WRITTEN TASK 1: Please write out the stretch of the book-writing transcript from "Yeah, it’s anywhere." through "write a book.", word for word.
WRITTEN TASK 2: According to the book-writing transcript, roughly how many words does a normal book contain these days?

You know, it does give you credibility just because it didn’t take a lot of effort and all that good stuff. Well I appreciate you sharing that because writing a book is a lot of work. I’ve started to write one and I’ve been writing it through articles because I figured that that’ll Get me to a place where I can at least have some things to put together and do that.

Brandon:

But you know, sitting down and writing, I mean a normal book these days is about 70,000 words.

Brandon:

Right?

Brandon:

Yeah, it’s anywhere. I think business books are like uh yeah 35 to 50 or 60 can be 70 mine. I don’t know, mine’s probably I forget 6 60 grand somewhere in there. Did you? Were you counting when you did it? Like I did because so the company that I worked with, first of all, I I can’t stress enough the outline process that they recommended at the beginning and if you want to check it out and subscribe media and they actually give away a free book on how to write a book.

RECORD LIST:
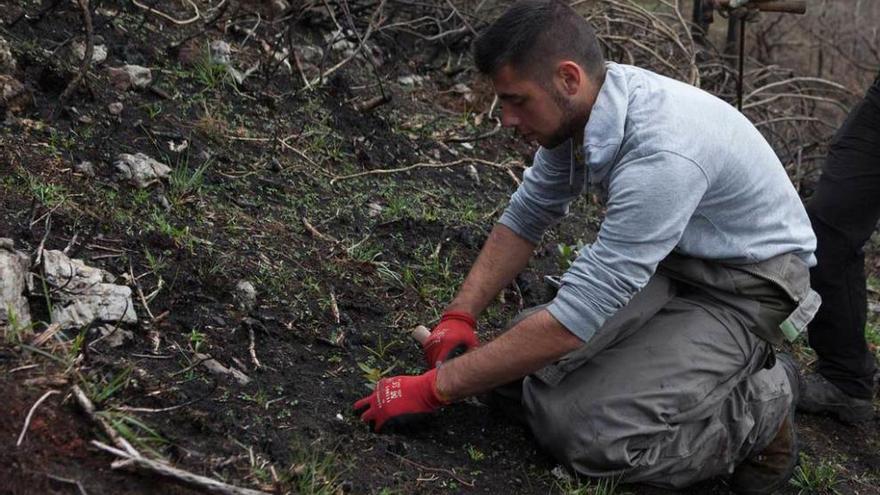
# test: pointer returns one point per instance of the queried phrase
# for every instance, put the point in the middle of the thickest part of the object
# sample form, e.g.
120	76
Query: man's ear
570	77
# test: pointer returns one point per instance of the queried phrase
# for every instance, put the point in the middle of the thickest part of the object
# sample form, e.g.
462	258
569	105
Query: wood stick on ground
252	348
179	22
203	483
89	408
69	481
47	334
30	415
215	367
420	334
462	161
316	233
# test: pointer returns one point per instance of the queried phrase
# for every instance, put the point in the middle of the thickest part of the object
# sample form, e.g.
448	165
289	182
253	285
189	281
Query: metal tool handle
786	6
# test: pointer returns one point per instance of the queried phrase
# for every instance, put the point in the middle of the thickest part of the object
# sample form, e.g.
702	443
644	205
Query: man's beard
568	123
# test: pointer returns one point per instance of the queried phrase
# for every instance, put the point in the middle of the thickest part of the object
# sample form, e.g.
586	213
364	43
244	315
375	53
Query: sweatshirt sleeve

COMPLETE RESPONSE 1:
Yeah, it’s anywhere. I think business books are like uh yeah 35 to 50 or 60 can be 70 mine. I don’t know, mine’s probably I forget 6 60 grand somewhere in there. Did you? Were you counting when you did it? Like I did because so the company that I worked with, first of all, I I can’t stress enough the outline process that they recommended at the beginning and if you want to check it out and subscribe media and they actually give away a free book on how to write a book.

COMPLETE RESPONSE 2: About 70,000 words.